### [What to work on]
Pictures must not appear in the copy. Restate exactly the lines below from the one with "the chamois with" through the one with "of the black", inclusive.

### [The input]
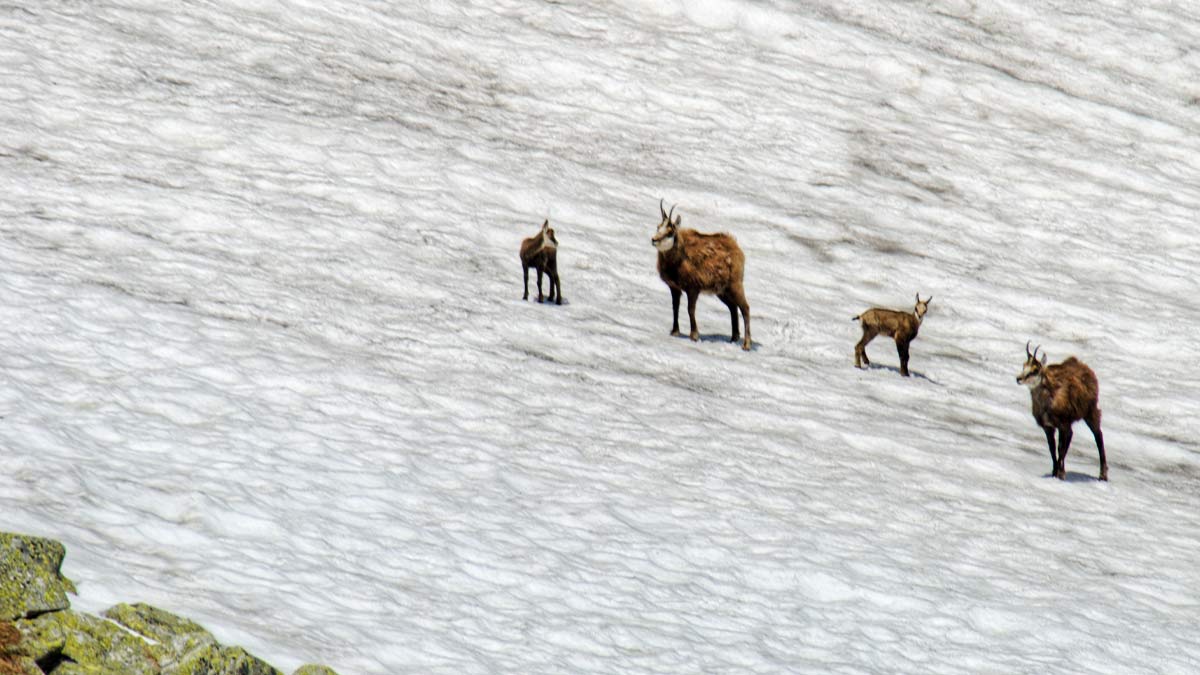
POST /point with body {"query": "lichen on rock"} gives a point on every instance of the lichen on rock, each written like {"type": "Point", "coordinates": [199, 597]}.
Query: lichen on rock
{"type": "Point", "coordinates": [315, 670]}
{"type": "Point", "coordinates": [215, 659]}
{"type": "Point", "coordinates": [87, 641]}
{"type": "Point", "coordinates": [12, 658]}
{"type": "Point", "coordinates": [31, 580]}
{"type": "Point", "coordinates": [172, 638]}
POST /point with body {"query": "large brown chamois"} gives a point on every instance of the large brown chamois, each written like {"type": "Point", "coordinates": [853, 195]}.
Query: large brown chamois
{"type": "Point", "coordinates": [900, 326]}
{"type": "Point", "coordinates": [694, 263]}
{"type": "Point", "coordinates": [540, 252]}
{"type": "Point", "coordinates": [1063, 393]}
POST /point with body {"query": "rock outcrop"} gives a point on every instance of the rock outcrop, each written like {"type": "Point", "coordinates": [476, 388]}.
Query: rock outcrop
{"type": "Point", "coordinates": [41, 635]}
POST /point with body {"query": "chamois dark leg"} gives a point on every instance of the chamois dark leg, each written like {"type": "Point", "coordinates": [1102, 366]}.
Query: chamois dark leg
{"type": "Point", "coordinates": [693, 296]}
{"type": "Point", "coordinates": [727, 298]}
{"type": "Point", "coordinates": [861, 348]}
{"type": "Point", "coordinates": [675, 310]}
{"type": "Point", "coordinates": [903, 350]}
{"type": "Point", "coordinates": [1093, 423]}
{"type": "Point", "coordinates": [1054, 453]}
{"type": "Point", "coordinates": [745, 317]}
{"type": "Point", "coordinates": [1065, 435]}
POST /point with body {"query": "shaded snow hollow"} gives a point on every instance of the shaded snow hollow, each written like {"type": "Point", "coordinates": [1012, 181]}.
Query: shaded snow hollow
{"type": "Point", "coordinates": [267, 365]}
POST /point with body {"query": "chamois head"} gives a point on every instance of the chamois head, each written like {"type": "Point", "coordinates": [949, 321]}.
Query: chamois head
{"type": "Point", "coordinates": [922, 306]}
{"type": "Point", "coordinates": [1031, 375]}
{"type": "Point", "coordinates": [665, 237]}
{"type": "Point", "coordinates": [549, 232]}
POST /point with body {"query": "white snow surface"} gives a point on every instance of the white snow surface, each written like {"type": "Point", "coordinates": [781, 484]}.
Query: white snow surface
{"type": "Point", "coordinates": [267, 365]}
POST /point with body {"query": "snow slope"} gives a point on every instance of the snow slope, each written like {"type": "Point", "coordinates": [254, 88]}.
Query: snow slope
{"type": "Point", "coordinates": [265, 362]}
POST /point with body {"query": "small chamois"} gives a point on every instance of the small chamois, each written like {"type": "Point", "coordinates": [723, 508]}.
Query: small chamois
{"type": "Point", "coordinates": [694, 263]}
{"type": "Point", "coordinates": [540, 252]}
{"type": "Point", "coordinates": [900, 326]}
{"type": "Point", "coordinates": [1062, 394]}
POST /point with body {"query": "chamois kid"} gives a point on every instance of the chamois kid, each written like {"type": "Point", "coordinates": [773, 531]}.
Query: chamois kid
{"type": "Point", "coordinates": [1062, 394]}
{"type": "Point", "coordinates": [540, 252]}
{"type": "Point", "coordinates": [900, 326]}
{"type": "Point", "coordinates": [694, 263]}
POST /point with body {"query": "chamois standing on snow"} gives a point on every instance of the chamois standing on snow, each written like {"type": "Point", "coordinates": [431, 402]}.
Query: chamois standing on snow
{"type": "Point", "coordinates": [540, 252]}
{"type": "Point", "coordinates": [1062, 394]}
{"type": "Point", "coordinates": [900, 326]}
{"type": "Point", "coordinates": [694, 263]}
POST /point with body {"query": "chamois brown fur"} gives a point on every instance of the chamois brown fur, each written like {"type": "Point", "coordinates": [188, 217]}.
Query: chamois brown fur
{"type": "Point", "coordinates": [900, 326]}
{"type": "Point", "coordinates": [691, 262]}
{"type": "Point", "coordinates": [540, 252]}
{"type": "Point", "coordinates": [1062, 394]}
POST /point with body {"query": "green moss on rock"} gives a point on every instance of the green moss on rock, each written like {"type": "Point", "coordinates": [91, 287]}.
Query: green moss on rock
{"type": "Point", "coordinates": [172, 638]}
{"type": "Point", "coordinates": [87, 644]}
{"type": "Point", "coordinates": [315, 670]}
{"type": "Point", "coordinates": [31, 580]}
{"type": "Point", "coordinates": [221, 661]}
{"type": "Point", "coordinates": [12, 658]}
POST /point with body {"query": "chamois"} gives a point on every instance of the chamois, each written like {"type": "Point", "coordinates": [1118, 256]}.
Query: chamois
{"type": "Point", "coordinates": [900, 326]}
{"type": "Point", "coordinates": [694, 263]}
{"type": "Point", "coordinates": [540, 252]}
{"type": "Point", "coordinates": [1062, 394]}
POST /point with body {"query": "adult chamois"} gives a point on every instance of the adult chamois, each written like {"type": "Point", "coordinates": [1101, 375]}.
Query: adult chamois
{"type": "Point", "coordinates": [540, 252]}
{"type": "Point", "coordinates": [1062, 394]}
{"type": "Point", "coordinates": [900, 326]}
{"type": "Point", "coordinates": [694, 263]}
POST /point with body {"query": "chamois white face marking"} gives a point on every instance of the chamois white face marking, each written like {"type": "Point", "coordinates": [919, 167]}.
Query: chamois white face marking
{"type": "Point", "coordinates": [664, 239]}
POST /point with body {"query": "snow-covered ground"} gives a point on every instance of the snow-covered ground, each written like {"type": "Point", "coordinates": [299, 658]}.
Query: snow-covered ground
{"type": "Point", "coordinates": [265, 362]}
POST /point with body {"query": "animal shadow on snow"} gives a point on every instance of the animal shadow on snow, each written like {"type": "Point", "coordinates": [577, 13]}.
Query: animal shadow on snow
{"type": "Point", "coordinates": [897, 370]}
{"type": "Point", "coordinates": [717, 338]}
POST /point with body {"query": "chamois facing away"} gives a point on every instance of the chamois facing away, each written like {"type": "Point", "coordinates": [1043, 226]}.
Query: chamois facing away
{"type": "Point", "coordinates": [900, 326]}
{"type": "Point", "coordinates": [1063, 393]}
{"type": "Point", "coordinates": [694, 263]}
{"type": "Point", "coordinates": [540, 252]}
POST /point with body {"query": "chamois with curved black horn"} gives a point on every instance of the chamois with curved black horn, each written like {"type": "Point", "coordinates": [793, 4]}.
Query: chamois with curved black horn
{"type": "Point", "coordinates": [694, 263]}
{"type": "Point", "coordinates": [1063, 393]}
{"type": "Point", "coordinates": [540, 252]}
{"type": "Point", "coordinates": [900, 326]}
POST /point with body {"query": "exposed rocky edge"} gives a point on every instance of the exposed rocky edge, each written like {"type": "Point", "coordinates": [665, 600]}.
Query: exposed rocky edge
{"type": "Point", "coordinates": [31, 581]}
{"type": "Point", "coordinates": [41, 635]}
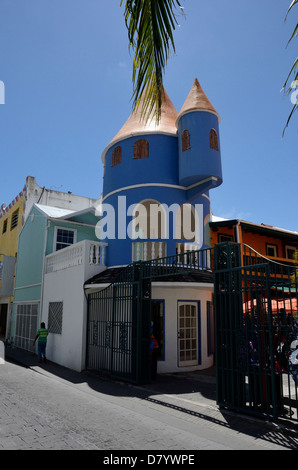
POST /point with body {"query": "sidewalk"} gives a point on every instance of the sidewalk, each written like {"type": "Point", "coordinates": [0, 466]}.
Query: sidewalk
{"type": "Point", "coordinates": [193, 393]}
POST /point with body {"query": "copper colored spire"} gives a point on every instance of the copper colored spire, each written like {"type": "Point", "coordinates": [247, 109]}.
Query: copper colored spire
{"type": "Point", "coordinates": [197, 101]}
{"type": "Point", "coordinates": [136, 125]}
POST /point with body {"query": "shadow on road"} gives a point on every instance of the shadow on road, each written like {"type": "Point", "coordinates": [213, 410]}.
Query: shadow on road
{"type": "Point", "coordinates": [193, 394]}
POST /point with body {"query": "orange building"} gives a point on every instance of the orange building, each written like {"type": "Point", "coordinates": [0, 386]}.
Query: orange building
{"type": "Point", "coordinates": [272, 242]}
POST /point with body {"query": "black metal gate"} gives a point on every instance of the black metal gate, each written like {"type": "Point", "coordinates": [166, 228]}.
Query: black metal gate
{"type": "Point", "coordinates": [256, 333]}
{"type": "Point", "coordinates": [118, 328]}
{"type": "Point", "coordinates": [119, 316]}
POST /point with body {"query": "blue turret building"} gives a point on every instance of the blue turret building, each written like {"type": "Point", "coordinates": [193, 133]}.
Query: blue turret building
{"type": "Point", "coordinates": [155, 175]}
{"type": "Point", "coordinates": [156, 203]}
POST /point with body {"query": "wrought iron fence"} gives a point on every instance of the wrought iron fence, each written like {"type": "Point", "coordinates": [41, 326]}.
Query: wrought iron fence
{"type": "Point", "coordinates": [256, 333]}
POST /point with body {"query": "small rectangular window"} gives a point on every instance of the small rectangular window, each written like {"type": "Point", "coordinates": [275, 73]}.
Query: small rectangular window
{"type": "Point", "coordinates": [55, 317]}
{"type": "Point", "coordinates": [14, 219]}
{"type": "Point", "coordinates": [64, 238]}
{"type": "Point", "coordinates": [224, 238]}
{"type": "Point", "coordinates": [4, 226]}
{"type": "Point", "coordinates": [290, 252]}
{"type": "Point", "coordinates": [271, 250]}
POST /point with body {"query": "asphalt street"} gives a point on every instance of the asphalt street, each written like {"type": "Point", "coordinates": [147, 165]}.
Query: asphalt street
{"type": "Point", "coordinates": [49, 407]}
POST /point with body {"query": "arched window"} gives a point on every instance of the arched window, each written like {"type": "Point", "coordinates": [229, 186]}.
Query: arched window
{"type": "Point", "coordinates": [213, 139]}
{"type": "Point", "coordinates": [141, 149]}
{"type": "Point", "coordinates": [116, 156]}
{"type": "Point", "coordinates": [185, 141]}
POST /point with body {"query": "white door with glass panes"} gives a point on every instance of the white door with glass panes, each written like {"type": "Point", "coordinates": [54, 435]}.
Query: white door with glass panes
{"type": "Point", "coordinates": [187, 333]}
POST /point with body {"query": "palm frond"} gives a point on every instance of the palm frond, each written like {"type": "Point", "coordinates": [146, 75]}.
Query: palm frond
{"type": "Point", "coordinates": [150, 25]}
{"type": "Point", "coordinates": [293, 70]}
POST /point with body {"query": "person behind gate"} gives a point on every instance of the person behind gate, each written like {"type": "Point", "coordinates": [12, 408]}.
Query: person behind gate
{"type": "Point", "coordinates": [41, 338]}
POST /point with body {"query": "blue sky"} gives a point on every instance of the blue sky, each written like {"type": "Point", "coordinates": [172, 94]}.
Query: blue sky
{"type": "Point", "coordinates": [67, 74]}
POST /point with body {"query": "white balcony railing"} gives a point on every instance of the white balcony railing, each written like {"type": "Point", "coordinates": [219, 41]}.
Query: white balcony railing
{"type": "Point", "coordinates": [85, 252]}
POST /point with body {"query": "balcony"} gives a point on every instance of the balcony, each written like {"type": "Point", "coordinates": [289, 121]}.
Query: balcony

### [Solved exercise]
POST /point with body {"query": "chamois with curved black horn"} gives a point on every instance of the chamois with curved black horn, each written like {"type": "Point", "coordinates": [793, 4]}.
Query: chamois with curved black horn
{"type": "Point", "coordinates": [694, 263]}
{"type": "Point", "coordinates": [1063, 393]}
{"type": "Point", "coordinates": [540, 252]}
{"type": "Point", "coordinates": [900, 326]}
POST /point with body {"query": "exposed rocky edge"} gives a point on every instance of the exposed rocky edge, each written like {"type": "Point", "coordinates": [665, 600]}.
Query: exposed rocky edge
{"type": "Point", "coordinates": [31, 581]}
{"type": "Point", "coordinates": [41, 635]}
POST /point with body {"query": "sidewalk"} gives a point on every instance of the sidewalk, each written like {"type": "Point", "coordinates": [0, 466]}.
Query: sidewalk
{"type": "Point", "coordinates": [193, 393]}
POST /point with body {"query": "copper colored spire"} gives a point on every instance of the copper colored spire, each written like {"type": "Point", "coordinates": [247, 109]}.
Query: copper colored spire
{"type": "Point", "coordinates": [197, 101]}
{"type": "Point", "coordinates": [136, 125]}
POST /point with body {"query": "shadow on road"} gives a point on every instance of the shadow on road, each written like {"type": "Point", "coordinates": [213, 410]}.
Query: shadow on road
{"type": "Point", "coordinates": [193, 394]}
POST /point with body {"query": "orange building"} gives a point on every instance of the orange building, each written like {"type": "Point", "coordinates": [0, 386]}.
Query: orange building
{"type": "Point", "coordinates": [272, 242]}
POST /point with body {"query": "black metal gate"} gives a point on every instance of the black metal gate, each written like {"type": "Point", "coordinates": [166, 228]}.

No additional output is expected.